- Opening Delimiter -

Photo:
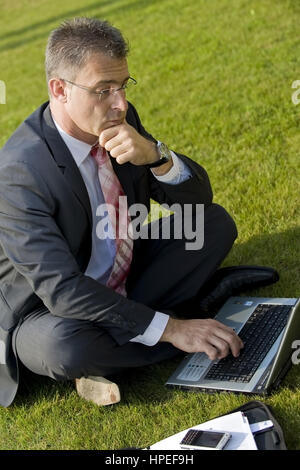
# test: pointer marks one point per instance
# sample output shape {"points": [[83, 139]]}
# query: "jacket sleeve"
{"points": [[32, 241]]}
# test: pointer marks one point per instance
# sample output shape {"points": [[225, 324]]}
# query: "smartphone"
{"points": [[209, 440]]}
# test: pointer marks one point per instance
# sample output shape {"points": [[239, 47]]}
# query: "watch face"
{"points": [[164, 151]]}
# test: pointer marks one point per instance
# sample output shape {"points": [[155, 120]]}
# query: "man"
{"points": [[76, 304]]}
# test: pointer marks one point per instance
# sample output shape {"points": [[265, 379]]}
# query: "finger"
{"points": [[221, 346], [113, 144], [108, 134], [211, 352]]}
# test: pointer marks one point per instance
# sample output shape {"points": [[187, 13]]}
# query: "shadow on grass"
{"points": [[95, 9], [144, 385]]}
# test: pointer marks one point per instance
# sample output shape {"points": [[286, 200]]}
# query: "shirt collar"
{"points": [[79, 150]]}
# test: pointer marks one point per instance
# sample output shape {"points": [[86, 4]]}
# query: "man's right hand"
{"points": [[207, 335]]}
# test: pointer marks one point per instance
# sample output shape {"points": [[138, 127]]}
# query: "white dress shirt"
{"points": [[103, 248]]}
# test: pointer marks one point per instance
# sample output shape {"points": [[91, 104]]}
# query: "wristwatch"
{"points": [[164, 155]]}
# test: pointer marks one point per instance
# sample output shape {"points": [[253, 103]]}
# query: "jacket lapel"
{"points": [[65, 161], [67, 165]]}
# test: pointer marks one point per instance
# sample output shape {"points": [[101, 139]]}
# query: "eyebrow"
{"points": [[107, 82]]}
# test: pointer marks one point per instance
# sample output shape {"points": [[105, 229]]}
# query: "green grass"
{"points": [[214, 82]]}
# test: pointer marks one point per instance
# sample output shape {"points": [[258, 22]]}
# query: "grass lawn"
{"points": [[215, 83]]}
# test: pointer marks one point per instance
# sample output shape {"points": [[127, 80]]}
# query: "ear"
{"points": [[58, 89]]}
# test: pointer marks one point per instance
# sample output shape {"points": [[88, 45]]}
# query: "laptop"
{"points": [[268, 327]]}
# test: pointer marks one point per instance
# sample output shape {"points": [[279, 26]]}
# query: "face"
{"points": [[83, 114]]}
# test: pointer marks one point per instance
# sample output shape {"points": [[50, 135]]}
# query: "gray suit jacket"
{"points": [[45, 235]]}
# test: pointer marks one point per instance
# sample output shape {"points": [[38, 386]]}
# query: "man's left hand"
{"points": [[125, 144]]}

- Closing Delimiter -

Pictures stay out; the data above is to be returned exactly.

Photo:
# test: pointer marks one point per instance
# sample output shape {"points": [[83, 139]]}
# query: "jacket sleeve"
{"points": [[32, 241]]}
# test: pointer marks one point per instance
# sample output shape {"points": [[225, 324]]}
# query: "smartphone"
{"points": [[209, 440]]}
# test: pointer marks one point per instance
# sample output shape {"points": [[239, 47]]}
# query: "watch face"
{"points": [[164, 151]]}
# test: pointer marks one point per instance
# sample output shape {"points": [[155, 120]]}
# query: "man"
{"points": [[76, 304]]}
# test: pointer marks one point per instance
# sample output shape {"points": [[265, 379]]}
# query: "finger"
{"points": [[221, 346], [113, 144], [108, 134], [211, 352]]}
# test: pointer marks one point per instance
# sample output shape {"points": [[187, 13]]}
# query: "shadow on grass"
{"points": [[95, 9], [144, 385]]}
# test: pointer marks one point per instance
# sample output shape {"points": [[286, 200]]}
# query: "shirt collar"
{"points": [[79, 150]]}
# test: pointer marks one point per instance
# sample output shape {"points": [[86, 4]]}
# query: "man's right hand"
{"points": [[207, 335]]}
# test: pointer marks one point per instance
# sample output shape {"points": [[138, 127]]}
# query: "white dress shirt"
{"points": [[103, 248]]}
# test: pointer marks one point per instance
# sample output shape {"points": [[91, 104]]}
# query: "wristwatch"
{"points": [[164, 155]]}
# test: pointer marks one point per instance
# sample output shape {"points": [[253, 103]]}
# query: "jacket lapel"
{"points": [[65, 161], [67, 165]]}
# test: pointer marks one point per instance
# sample output shape {"points": [[101, 139]]}
# query: "eyebrow"
{"points": [[107, 82]]}
# test: pointer marks one point per instance
# sample output shape {"points": [[105, 229]]}
# query: "green grass"
{"points": [[214, 82]]}
# test: pointer marks one point per instance
# sample output shape {"points": [[258, 22]]}
# query: "grass lawn"
{"points": [[215, 83]]}
# test: pointer marks one point per instance
# sample output shape {"points": [[127, 80]]}
# query: "ear"
{"points": [[58, 89]]}
# test: pointer marks one point per instance
# sample output shape {"points": [[88, 45]]}
# query: "laptop"
{"points": [[268, 327]]}
# test: pointer marks one point per instance
# sample output shape {"points": [[279, 26]]}
# query: "face"
{"points": [[83, 114]]}
# test: pointer marks one point per instance
# sample output shape {"points": [[50, 135]]}
# query: "gray suit jacket"
{"points": [[45, 235]]}
# test: pointer marks one point per instance
# sample output shape {"points": [[38, 386]]}
# query: "man's left hand"
{"points": [[125, 144]]}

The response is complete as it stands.